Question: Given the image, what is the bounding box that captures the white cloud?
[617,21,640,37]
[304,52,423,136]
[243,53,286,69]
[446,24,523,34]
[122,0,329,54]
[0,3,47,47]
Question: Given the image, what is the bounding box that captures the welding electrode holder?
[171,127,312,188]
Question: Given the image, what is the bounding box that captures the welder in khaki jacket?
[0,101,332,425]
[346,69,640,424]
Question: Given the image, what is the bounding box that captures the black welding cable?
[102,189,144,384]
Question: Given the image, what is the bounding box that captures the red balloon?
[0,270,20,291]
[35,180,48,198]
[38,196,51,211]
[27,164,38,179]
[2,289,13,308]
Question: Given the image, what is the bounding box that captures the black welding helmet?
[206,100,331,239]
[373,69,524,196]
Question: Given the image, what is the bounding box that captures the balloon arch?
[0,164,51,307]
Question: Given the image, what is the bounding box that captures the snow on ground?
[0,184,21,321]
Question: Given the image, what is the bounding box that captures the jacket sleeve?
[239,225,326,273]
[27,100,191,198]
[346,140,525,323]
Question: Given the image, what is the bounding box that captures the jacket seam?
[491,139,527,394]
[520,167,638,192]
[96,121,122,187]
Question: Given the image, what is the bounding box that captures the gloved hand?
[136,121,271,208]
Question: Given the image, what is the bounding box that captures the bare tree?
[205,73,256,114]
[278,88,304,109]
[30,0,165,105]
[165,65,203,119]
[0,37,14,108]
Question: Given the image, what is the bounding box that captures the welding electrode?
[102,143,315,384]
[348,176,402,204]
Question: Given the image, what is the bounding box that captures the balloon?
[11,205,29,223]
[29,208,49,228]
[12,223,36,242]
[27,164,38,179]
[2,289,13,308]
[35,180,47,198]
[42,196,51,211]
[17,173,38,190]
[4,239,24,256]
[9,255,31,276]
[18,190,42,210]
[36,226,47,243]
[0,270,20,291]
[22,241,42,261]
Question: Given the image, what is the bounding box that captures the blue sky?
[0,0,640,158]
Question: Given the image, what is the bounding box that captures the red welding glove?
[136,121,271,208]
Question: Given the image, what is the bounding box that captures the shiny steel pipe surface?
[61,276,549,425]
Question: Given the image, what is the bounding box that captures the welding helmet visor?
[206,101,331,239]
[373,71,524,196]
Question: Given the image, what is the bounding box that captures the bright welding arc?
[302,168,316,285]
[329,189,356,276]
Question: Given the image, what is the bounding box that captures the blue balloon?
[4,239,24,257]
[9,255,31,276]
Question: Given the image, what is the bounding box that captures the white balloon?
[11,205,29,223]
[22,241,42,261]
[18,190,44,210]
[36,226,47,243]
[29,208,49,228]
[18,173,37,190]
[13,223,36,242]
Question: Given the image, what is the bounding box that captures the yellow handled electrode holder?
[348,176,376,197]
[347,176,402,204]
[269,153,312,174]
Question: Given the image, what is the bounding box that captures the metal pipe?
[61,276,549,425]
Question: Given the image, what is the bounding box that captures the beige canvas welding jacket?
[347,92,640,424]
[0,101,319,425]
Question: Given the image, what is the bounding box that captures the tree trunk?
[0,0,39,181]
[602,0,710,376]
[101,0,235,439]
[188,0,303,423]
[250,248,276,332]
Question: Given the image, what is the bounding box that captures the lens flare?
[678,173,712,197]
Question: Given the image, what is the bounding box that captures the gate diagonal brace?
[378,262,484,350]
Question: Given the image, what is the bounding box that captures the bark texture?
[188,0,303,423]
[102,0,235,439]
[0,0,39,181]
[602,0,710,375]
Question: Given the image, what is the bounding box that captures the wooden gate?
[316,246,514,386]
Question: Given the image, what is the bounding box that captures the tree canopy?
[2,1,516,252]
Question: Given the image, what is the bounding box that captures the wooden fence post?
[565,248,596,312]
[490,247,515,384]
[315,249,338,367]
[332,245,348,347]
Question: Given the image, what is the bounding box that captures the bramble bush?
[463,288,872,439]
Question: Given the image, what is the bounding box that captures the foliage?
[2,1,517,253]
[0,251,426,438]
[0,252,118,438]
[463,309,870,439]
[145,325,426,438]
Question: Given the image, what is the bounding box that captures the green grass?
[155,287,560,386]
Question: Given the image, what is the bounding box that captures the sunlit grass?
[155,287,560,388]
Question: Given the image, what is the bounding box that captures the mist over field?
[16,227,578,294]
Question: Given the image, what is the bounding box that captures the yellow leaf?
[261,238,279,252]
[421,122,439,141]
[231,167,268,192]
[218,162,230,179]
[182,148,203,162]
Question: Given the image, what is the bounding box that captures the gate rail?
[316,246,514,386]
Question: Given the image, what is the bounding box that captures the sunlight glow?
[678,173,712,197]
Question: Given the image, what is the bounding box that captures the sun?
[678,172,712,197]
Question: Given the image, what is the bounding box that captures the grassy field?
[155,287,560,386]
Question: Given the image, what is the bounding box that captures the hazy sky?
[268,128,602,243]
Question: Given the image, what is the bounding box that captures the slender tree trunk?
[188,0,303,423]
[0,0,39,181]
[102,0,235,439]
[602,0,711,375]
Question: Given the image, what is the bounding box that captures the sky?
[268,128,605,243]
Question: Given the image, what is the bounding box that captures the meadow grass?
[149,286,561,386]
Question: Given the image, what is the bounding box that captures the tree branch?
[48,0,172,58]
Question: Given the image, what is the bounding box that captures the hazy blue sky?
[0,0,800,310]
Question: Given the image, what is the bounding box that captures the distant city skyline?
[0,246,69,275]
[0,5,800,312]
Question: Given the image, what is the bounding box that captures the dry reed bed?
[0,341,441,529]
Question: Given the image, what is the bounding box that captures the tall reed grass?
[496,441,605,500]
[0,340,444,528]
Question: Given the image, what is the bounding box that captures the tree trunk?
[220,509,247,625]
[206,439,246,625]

=-=-=

▸ What to work on: Convert the records above into a two-column CSV with the header text,answer and one row per record. Put each record's text and its answer in one double-quoted field each, with any line breaks replaced by spaces.

▸ Completed task:
text,answer
"Question: Given the image, what is the bounding box that captures the white cloud?","[617,21,640,37] [304,52,423,136] [243,53,286,69] [446,24,523,34] [122,0,329,54] [0,3,47,47]"
"Question: Given the image, what is the bounding box that captures the welding electrode holder?","[171,127,312,188]"
"Question: Given the image, what is the bounding box that captures the welder in khaki jacket?","[0,101,332,425] [346,69,640,424]"
"Question: Given the image, what is the bounding box that captures the black welding cable?","[102,189,144,384]"
"Question: Given the image, what is the bounding box that captures the red balloon?","[0,270,20,291] [35,180,48,198] [38,196,51,211] [27,164,38,179] [2,289,13,308]"
"Question: Given the image, what is the bounding box that captures the black welding helmet?","[206,100,331,239] [373,69,524,196]"
"Question: Given the image, what is the bounding box that captures the balloon arch?","[0,164,51,307]"
"Question: Given the image, what is the bounding box that captures the snow on ground?","[0,184,21,321]"
"Question: Given the image, what is the bounding box that captures the jacket sleeve?","[239,225,326,273] [27,100,191,198] [346,140,525,323]"
"Question: Given the image, what is the bounding box that captures the jacket seam?","[491,139,527,394] [520,167,638,192] [96,121,122,187]"
"Question: Given the image, what is the bounding box that captures the gloved hand?","[136,121,271,208]"
"Question: Given the image, what is the bounding box that captures the bare tree?","[205,73,256,114] [278,88,304,109] [30,0,165,105] [165,65,203,119] [0,37,14,108]"
"Question: Given the image, what is the bounding box that captures the welding electrode?","[102,143,315,384] [348,176,402,204]"
"Question: Given the image, what is the bounding box that captures the balloon?","[11,205,29,223] [29,208,49,228] [12,223,36,242] [27,164,38,179] [2,289,13,308] [35,180,47,198] [42,196,51,211] [17,173,38,190] [4,239,24,256] [9,255,31,276] [18,190,42,210] [36,226,47,243] [0,270,20,291] [22,241,42,261]"
"Question: Given the image, what is the bounding box that captures the blue sky?","[0,0,640,158]"
"Question: Given the image, what is the bounding box that captures the red welding glove?","[136,121,271,208]"
"Question: Given the image, what is the bounding box that captures the shiny steel pipe surface?","[61,276,549,425]"
"Question: Given the image, what is the bounding box that captures the welding helmet visor?","[206,101,331,239] [373,71,524,196]"
"Question: Given the image, what is the bounding box that captures the bright welding arc?","[302,168,316,285] [329,189,356,276]"
"Question: Given the image, what is the bounding box that captures the blue balloon?","[4,239,24,257] [9,255,31,276]"
"Question: Given the image, what is the bounding box that captures the white balloon?","[11,205,29,223] [22,241,42,261] [18,190,44,210] [36,226,47,243] [29,208,49,228] [18,173,37,190] [13,223,36,242]"
"Question: Given the image, what is the bounding box that captures the yellow handled electrode holder?","[348,176,376,197] [347,176,402,204] [269,153,312,174]"
"Question: Given the image, what is the bounding box that captures the metal pipe?","[61,276,549,425]"
"Question: Given the image, what is the bounding box that captures the beige canvas welding jacket?","[347,92,640,424] [0,101,319,425]"
"Question: Given the image, what is the bounding box that captures the tree trunk?","[0,0,39,181] [602,0,710,376] [101,0,235,439] [188,0,303,423] [250,248,276,332]"
"Question: Given the image, what is the bounding box that captures the lens flare?","[678,173,712,197]"
"Question: Given the image, what is the bounding box that captures the gate diagonal brace?","[378,262,484,350]"
"Question: Given the image, what is the bounding box that captures the bark texture?","[188,0,303,423] [102,0,235,439] [0,0,39,181] [602,0,710,375]"
"Question: Given the image, what is the bounding box that captures the wooden gate?","[316,246,514,386]"
"Question: Given the image, what is the bounding box that captures the tree canopy?","[2,1,516,252]"
"Question: Given the image, what is the bounding box that captures the wooden fence post?","[565,248,596,312] [490,247,515,384] [315,249,338,367] [332,245,348,347]"
"Question: Given the image, what is the bounding box that captures the bramble bush?","[463,288,872,439]"
"Question: Given the image, what is the bounding box that captures the foliage?","[2,1,517,253] [0,251,426,438] [0,252,118,438] [463,309,870,439] [145,325,426,438]"
"Question: Given the image, what is the bounding box that captures the green grass?","[155,287,560,386]"
"Question: Given the image, what is the bounding box that captures the sunlit grass?","[155,287,560,388]"
"Question: Given the image, what is the bounding box that captures the mist over field?","[16,227,578,294]"
"Question: Given the image, what is the bounding box that captures the yellow leaf?","[261,238,279,252] [421,122,439,141] [231,167,268,192] [218,162,230,179] [182,148,203,162]"
"Question: Given the image, what is the bounding box that captures the gate rail?","[316,246,514,386]"
"Question: Given the image, what is the bounding box that captures the sunlight glow?","[678,173,712,197]"
"Question: Given the image, what is the bounding box that captures the sun?","[678,172,712,197]"
"Question: Given the image, what is the bounding box that captures the grassy field?","[155,287,560,386]"
"Question: Given the image, what is the bounding box that captures the hazy sky?","[268,128,602,243]"
"Question: Given the image, what is the bounding box that captures the slender tree trunk?","[188,0,303,423] [0,0,39,181] [102,0,235,439] [602,0,711,375]"
"Question: Given the image, what is the bounding box that captures the sky?","[268,128,605,243]"
"Question: Given the image, what is the bounding box that captures the meadow grass?","[149,286,561,386]"
"Question: Given the image, what is the bounding box that captures the tree branch?","[48,0,172,58]"
"Question: Given the image, what is the bounding box that captures the hazy blue sky?","[0,0,800,310]"
"Question: Given the image, what is the bounding box that captures the distant city skyline?","[0,246,69,275] [0,5,800,312]"
"Question: Given the image, what is the bounding box that captures the dry reed bed?","[0,341,441,529]"
"Question: Given the image, what is the bounding box that captures the tall reed grass?","[496,441,605,500] [0,340,444,528]"
"Question: Given the image, what is the bounding box that captures the tree trunk?","[220,509,247,625] [206,439,246,625]"